## GIVEN REQUEST
Show every line of the entries below that contains the string "blue", matching case exactly.

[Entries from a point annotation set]
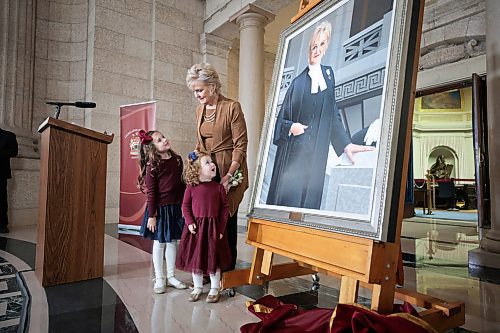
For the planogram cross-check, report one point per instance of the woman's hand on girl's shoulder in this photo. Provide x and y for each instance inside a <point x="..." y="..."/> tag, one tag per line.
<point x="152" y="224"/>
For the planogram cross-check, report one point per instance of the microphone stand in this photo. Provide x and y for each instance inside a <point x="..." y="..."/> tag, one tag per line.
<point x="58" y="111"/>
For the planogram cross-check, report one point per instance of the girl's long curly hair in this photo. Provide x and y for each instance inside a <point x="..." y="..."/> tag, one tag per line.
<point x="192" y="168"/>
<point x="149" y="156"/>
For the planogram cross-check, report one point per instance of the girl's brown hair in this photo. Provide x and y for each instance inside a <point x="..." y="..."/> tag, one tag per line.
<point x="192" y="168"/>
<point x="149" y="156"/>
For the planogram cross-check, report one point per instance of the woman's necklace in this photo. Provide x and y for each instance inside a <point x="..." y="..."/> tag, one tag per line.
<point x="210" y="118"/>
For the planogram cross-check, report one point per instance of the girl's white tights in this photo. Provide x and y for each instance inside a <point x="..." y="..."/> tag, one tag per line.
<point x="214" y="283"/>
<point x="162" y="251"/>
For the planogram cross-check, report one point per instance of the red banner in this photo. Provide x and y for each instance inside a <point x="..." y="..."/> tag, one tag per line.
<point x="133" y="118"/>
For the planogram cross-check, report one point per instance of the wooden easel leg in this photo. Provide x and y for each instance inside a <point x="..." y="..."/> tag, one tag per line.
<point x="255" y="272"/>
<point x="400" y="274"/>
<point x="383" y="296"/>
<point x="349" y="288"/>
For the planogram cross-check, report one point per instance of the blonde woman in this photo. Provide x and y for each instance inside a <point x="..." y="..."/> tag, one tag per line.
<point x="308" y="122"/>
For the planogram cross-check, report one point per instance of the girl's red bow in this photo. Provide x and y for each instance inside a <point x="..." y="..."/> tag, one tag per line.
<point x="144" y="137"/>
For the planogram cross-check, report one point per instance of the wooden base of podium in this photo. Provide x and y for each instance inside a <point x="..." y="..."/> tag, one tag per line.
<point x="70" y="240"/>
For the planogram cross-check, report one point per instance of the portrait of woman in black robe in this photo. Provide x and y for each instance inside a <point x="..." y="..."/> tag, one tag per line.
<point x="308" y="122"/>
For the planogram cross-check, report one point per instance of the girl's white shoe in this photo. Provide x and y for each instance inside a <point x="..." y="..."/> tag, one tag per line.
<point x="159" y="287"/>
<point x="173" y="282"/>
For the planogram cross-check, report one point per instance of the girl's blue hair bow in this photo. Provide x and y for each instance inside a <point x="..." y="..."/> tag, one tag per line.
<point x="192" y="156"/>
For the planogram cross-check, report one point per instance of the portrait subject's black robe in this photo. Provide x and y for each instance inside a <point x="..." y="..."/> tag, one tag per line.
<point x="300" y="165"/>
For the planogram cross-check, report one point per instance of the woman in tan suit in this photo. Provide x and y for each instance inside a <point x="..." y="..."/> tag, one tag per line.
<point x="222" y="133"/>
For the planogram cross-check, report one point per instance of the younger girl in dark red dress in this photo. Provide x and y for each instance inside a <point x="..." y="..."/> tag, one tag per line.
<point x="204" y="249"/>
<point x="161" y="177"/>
==
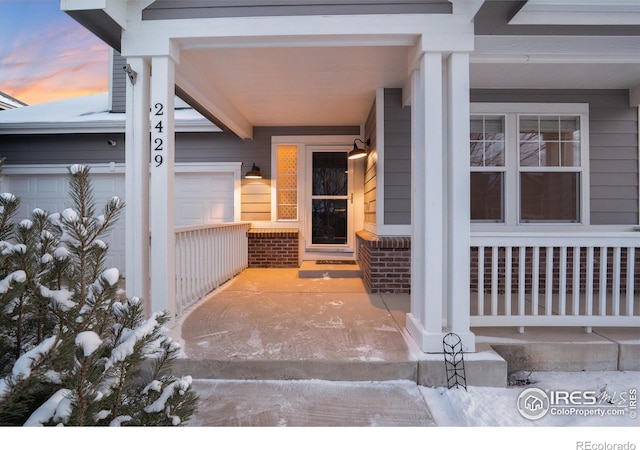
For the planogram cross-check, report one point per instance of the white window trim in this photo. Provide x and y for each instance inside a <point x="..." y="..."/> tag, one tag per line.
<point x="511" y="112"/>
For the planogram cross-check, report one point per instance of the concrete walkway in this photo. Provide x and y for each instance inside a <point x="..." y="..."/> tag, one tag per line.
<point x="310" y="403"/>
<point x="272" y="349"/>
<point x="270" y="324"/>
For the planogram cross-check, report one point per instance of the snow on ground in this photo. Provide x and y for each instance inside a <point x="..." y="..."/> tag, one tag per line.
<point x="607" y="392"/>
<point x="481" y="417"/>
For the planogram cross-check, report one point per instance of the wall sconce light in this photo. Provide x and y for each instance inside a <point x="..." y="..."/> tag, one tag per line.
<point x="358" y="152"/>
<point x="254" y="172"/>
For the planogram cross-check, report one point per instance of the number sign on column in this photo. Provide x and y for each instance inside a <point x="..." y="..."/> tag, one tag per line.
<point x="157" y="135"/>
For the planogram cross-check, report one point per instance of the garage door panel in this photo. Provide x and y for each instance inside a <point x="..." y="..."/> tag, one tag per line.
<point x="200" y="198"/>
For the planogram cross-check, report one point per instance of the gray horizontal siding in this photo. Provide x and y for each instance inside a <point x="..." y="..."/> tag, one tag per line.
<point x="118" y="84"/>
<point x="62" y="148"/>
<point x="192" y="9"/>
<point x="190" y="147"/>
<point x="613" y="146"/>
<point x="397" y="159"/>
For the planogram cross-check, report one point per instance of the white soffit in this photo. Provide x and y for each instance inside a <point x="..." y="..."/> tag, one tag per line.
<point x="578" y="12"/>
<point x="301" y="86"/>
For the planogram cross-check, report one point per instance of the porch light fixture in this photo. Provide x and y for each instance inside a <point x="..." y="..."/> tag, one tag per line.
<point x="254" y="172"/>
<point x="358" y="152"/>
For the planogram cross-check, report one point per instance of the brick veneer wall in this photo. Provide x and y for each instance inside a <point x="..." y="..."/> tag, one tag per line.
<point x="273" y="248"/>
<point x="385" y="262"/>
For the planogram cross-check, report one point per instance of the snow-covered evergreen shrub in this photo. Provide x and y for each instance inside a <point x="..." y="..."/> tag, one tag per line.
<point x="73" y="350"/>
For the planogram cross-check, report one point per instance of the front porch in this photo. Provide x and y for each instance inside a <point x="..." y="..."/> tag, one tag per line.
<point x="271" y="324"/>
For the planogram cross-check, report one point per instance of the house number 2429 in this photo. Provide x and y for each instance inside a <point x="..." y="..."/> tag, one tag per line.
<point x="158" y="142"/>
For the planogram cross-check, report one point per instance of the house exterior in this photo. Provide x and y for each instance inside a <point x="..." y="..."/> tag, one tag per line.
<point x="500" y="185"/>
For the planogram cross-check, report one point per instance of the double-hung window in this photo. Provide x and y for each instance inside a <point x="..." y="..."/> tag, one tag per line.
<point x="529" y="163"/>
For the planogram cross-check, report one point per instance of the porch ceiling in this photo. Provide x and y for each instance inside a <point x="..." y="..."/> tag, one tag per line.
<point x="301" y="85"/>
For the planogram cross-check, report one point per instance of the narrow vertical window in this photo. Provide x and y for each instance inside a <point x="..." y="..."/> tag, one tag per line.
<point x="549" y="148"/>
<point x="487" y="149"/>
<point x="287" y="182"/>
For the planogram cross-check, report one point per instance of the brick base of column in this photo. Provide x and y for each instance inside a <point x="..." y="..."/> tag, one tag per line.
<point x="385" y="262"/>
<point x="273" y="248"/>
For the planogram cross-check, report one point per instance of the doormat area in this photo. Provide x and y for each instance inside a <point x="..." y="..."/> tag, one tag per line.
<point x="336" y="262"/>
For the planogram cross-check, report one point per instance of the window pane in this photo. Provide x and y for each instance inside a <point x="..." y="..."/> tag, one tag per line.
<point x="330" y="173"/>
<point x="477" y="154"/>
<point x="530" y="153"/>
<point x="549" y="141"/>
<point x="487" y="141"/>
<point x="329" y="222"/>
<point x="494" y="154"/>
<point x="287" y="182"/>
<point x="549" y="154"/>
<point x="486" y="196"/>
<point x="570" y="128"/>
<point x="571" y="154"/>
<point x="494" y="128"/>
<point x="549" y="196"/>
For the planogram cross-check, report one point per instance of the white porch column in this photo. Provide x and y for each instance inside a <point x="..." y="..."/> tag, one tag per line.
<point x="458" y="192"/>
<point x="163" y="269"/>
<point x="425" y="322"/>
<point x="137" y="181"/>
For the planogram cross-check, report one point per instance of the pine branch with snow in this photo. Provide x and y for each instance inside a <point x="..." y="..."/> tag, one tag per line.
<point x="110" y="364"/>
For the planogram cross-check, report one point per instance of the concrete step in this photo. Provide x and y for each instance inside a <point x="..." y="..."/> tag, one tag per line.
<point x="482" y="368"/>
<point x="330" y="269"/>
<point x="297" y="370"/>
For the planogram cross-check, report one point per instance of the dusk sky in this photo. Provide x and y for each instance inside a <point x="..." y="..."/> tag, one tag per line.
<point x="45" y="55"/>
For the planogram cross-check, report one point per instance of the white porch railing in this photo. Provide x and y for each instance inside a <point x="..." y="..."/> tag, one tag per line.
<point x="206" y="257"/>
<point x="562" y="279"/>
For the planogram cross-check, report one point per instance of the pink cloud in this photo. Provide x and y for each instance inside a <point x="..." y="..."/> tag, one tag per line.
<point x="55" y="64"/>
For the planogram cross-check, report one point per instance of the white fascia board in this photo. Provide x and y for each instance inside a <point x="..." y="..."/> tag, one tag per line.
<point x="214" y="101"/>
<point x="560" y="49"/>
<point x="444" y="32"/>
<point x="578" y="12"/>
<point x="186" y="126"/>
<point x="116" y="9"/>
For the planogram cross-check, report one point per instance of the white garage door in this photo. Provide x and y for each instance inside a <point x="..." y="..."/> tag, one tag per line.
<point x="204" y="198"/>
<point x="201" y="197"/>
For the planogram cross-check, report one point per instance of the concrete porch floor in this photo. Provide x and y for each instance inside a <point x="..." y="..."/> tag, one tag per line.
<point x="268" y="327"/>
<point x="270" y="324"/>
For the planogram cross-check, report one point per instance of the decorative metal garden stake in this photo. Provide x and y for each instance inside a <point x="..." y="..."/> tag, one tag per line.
...
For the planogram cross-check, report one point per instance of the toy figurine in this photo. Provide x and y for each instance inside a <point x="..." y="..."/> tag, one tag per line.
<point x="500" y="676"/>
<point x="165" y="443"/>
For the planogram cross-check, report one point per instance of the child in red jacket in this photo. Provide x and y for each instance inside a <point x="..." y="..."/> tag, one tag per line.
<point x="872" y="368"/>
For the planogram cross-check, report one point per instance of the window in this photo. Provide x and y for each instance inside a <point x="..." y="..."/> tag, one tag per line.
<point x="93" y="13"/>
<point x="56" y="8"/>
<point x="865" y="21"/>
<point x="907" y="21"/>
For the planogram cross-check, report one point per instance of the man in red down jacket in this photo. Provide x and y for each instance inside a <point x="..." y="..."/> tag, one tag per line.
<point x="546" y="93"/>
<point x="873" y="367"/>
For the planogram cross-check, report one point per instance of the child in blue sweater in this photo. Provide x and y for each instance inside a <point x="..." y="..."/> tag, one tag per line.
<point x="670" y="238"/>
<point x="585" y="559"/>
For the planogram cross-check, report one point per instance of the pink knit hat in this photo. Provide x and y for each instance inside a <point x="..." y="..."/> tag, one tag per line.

## ANSWER TO THIS TASK
For the planogram cross-check, report one point per instance of the girl's blue hair bow in this photo. Provide x and y for each instance inside a <point x="..." y="..."/> tag, one tag per line.
For the planogram cross-check, report one point per instance of the child in blue sweater in this photo. Provide x and y for each instance inside a <point x="..." y="..."/> tag, one tag per line.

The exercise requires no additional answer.